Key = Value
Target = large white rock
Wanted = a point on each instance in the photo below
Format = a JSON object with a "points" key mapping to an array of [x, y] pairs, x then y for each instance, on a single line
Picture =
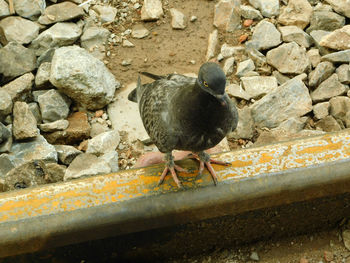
{"points": [[82, 77], [292, 99]]}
-*-
### Requirement
Where a line above holds the word "instance", copy it.

### Solution to the exercise
Wanted = a point on each instance in the photo below
Format = a JSON object with a "points" key mapping to an array of [x, y] pairs, x then y for each instance, on a single line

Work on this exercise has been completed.